Natural language region descriptions
--- START ---

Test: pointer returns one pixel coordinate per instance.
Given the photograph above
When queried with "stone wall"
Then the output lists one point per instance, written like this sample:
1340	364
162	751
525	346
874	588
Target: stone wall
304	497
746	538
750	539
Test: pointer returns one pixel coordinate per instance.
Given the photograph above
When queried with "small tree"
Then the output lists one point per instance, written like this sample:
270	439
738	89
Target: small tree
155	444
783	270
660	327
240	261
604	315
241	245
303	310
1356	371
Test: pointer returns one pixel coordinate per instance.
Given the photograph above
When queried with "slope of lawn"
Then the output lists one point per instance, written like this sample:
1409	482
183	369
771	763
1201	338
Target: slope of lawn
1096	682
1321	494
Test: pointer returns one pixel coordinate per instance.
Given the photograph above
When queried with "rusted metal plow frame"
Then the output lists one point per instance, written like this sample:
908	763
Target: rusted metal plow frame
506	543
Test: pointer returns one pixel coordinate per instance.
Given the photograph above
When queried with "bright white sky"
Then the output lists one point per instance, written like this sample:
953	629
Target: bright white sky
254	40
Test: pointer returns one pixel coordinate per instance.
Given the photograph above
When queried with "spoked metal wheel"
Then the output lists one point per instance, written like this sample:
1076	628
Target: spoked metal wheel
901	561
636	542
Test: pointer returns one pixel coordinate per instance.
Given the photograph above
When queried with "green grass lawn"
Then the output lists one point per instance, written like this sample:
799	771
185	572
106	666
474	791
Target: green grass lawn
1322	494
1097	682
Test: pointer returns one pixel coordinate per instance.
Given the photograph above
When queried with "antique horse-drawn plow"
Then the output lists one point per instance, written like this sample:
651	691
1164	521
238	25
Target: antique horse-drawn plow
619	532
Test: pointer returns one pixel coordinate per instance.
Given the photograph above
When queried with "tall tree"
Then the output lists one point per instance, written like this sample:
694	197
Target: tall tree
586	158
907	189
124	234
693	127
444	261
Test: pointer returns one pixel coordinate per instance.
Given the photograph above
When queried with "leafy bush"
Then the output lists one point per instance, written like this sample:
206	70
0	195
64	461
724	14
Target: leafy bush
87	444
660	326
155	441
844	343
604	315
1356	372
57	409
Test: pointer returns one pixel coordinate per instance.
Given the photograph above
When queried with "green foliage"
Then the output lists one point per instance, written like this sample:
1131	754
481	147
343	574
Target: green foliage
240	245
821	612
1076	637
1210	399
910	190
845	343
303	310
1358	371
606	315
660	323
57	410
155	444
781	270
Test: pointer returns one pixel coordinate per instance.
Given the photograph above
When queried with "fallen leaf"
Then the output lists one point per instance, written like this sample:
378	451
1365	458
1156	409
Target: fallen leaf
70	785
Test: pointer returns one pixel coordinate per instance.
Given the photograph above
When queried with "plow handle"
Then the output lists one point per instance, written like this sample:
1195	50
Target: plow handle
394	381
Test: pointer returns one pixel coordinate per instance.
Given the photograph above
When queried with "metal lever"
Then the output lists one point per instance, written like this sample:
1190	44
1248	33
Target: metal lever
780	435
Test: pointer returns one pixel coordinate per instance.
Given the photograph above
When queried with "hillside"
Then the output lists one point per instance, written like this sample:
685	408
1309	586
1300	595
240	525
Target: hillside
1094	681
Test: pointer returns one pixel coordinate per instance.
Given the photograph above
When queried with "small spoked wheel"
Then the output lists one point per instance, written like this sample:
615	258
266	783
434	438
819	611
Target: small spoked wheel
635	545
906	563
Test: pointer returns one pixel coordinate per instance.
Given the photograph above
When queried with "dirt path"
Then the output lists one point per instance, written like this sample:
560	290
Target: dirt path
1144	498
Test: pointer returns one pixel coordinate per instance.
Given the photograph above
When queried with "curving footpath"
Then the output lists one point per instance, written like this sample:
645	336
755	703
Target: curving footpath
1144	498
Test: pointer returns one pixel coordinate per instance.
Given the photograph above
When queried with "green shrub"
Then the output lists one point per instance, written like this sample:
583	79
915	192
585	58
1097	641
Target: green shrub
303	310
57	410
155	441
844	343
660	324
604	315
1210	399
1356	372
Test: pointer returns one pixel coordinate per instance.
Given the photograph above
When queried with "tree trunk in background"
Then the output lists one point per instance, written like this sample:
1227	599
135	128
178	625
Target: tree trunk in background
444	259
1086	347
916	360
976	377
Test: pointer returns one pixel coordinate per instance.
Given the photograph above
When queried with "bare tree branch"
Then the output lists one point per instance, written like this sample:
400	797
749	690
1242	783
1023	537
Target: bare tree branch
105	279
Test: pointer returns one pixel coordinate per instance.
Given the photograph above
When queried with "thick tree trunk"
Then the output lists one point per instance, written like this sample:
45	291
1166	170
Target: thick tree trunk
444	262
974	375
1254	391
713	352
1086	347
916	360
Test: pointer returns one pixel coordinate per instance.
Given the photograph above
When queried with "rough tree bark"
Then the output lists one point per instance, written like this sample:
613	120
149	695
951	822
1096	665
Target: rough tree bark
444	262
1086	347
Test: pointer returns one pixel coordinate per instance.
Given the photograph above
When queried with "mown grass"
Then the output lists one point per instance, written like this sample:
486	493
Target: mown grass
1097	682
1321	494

--- END ---

[TASK PROMPT] Your task is to retype the records precisely as they stand.

[EXERCISE RESPONSE]
Test: pointer returns one pixel coordinate per instance.
Given the photograph above
When queried with "stone wall"
Then the output lists one point per instance, written like this sample:
1340	364
162	751
525	346
874	588
Target: stone wall
304	497
746	538
750	539
Test: pointer returns one pixel coordinate per instance.
Given the photograph above
When queried with "small tree"
Then the output lists one point per instance, written like this sample:
270	439
738	89
Target: small tree
155	444
783	270
660	327
240	261
604	315
241	245
303	310
1356	371
Test: pointer returns one pixel coordinate per instance.
Given the photograph above
When queried with "slope of lawn"
Then the output lists one point per instance, written like this sample:
1409	482
183	369
771	763
1201	338
Target: slope of lawn
1096	682
1321	494
Test: pointer returns one pixel coordinate per instance.
Given the photograph above
When queried with "rusted metal plow frame"
Then the output lists one point per instance, written like this sample:
908	763
Target: rusted metal plow frame
506	543
Test: pointer returns one pixel coordinate per instance.
Given the photograph above
When queried with "bright white sky"
Then the output lists one point per instance, written like this sample:
953	629
Target: bright white sky
254	40
Test: pointer returns one pixel coordinate per instance.
Given the photograph above
When queried with "spoked metal wheel"
Then the output lists one point per instance, written like this sample:
1076	628
Target: spoked metal wheel
901	561
636	542
Test: pointer returns one pixel coordinate per instance.
Given the photograph above
When queried with "green grass lawn"
Then the output lists one point per instance, written like this sample:
799	771
185	572
106	666
474	791
Target: green grass lawn
1322	494
1097	682
Test: pointer returns one pixel coordinate per instance.
Given the photograph above
When queried with "antique horse-drawn plow"
Then the output lists one point per instance, written like this sample:
651	691
1164	521
238	25
Target: antique horse-drawn plow
619	532
Test: pointer returns one pixel coordinate per instance.
Given the photograph above
When queried with "tall tree"
Then the output lists one point per instance, written like this sample:
694	197
Target: tall tree
586	158
907	189
124	234
693	127
444	261
Test: pointer returns one pixel coordinate per instance.
Given the photograph above
When queried with "leafy bush"
Then the output lists one point per instance, written like this sample:
206	70
0	195
64	461
724	14
Target: leafy bush
87	444
660	326
155	441
844	343
604	315
1356	372
57	409
Test: pointer returns one pixel coordinate per instance.
Given the photograph above
When queried with "green foliage"
Then the output lists one point per instance, written like this sample:
1131	754
481	147
343	574
Target: green foliage
240	245
821	612
1076	637
1210	399
910	190
845	343
303	310
1358	371
606	315
660	323
57	410
155	444
781	270
Test: pointer returns one pixel coordinate per instance.
Given the photograph above
When queried with "fallen leaf"
Then the output lists one point per instance, written like this sample:
378	451
1365	458
1156	409
Target: fallen leaf
70	785
Test: pointer returns one pixel coordinate per instance.
Given the photograph above
When queried with "plow handle"
Then the output lists one point per instance, written like this sample:
1195	50
Target: plow handle
394	381
Test: pointer returns one pixel coordinate per instance.
Given the photograph above
When queried with "metal lever"
Then the output lists one point per instance, written like this sample:
1190	44
1248	33
Target: metal lever
780	435
Test: pointer returns one pixel coordinate per instance.
Given the photograph above
When queried with "hillside"
Then the output lists one point per instance, written like this sample:
685	408
1309	586
1300	595
240	525
Target: hillside
1094	681
Test: pointer returns one pixel coordinate per instance.
Given the photograph above
When queried with "small spoked wheel"
Then the output lists one point per instance, written like this sample:
615	258
266	783
434	438
819	611
Target: small spoked wheel
635	545
906	563
Test: pointer returns one pixel coordinate per instance.
Given the photograph above
When queried with "dirt path"
Then the output lists one point per instance, written like this sample:
560	290
Target: dirt path
1144	498
Test: pointer returns one pixel coordinate per instance.
Given the photograph above
When queried with "curving footpath"
Then the output lists one point per instance, written like this sample:
645	336
755	703
Target: curving footpath
1144	498
Test: pointer returns one pixel coordinate per instance.
Given the photograph above
When queried with "green shrub"
Then the output lists one point per instance, written like this sample:
583	79
915	192
585	58
1097	641
Target: green shrub
303	310
57	410
155	441
844	343
660	324
604	315
1210	399
1356	372
Test: pointer returns one pixel coordinate per instance.
Given the photograph above
When queried with "tree trunk in background"
Then the output lists one point per instance, written like this sample:
1227	599
135	128
178	625
Target: tree trunk in background
444	259
1086	347
916	360
976	377
Test: pointer returns one pixel coordinate per instance.
Given the photograph above
When queried with "bare tree branch"
Then the output lists one point per instance, written like this sample:
400	797
749	690
1242	783
1023	537
Target: bare tree branch
105	279
Test: pointer returns one pixel coordinate per instance.
Given the photograph above
When queried with "thick tree trunk"
Then the output lists one point per instance, written like this sample:
45	291
1166	170
Target: thick tree trunk
444	262
974	375
1254	391
713	352
1086	347
916	360
Test: pointer returns one pixel coordinate per instance.
Given the photograph above
When queried with "rough tree bark"
Then the output lists one point per instance, written like this sample:
613	120
149	695
951	822
1096	665
Target: rough tree bark
444	262
1086	347
Test: pointer returns one pixel coordinate per instance.
Given the photograph above
When queried with "mown grass"
Then the output lists one point per instance, written like this sample:
486	493
Target: mown grass
1097	682
1321	494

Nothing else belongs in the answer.